▸ SELECTED TEXT:
□ □ □ □
Re: [Bug-wget] Unexpected result with -H and -D

2018-01-18 Thread Friso van Vollenhoven
Hi,
Thanks for confirming it's a bug. I'm currently not fluent enough in C to
provide a fix myself, but I see a patch was already posted, so I hope
that's satisfactory.

Cheers,
Friso


On Wed, Jan 17, 2018 at 3:01 PM, Darshit Shah  wrote:

> Hi,
>
> This is a bug in Wget, apparently a really old one! Seems like the bug has
> been
> around since atleast 1997.
>
> Looking at the source, the issue is that Wget does a very simple suffix
> matching on the actual domain and accepted domains list. This is obviously
> wrong as you have just found out.
>
> I'm going to try and implement this correctly, but I'm currently a little
> short
> on time, so if anyone else wants to pick it up, please feel free to. It's
> simple, use libpsl to get the proper domain name and match against that.
>
>
> Of course, this change will require libpsl to no longer be an optional
> dependency
>
> * Friso van Vollenhoven  [180117 14:40]:
> > Hello all,
> >
> > I am trying to do a recursive download of a webpage and span multiple
> hosts
> > within the same domain, but not cross to other domains. The issue is that
> > the crawl does extend to other domains. My full command is this:
> >
> > wget \
> > --recursive \
> > --no-clobber \
> > --page-requisites \
> > --adjust-extension \
> > --span-hosts \
> > --domains=scapino.nl \
> > --no-parent \
> > --tries=2 \
> > --wait=1 \
> > --random-wait \
> > --waitretry=2 \
> > --header='User-Agent:Mozilla/5.0 (Macintosh; Intel Mac OS X 10_13_2)
> > AppleWebKit/537.36 (KHTML, like Gecko) Chrome/63.0.3239.132
> Safari/537.36' \
> > https://www.scapino.nl/winkels/scapino-utrecht-510061
> >
> > From this combination of --span-hosts and --domains, I would expect to
> > download assets from cdn.scapino.nl and www.scapino.nl, but not other
> > domains. For some reason that I don't understand, wget also starts to do
> > what looks like a full crawl of the domain werkenbijscapino.nl, which is
> > referenced from the original page.
> >
> > Any thoughts or direction would be much appreciated.
> >
> > I am using wget 1.18 on Debian.
> >
> >
> > Best regards,
> > Friso
>
> --
> Thanking You,
> Darshit Shah
> PGP Fingerprint: 7845 120B 07CB D8D6 ECE5 FF2B 2A17 43ED A91A 35B6
>


Re: [Bug-wget] Unexpected result with -H and -D

2018-01-17 Thread Tim Rühsen
Hi,

this is not a PSL matching, so no libpsl is needed.
□ □ □ □
▸ PROVIDED DATA:
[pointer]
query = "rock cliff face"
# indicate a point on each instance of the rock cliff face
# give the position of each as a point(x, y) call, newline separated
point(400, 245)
□ □ □ □
▸ OBJECTIVE:
From the wget mailing-list thread, quote verbatim the passage that begins with the words "2018-01-18 Thread Friso" and ends with "that's satisfactory.".

▸ RESULT OF THE EXERCISE:
2018-01-18 Thread Friso van Vollenhoven
Hi,
Thanks for confirming it's a bug. I'm currently not fluent enough in C to
provide a fix myself, but I see a patch was already posted, so I hope
that's satisfactory.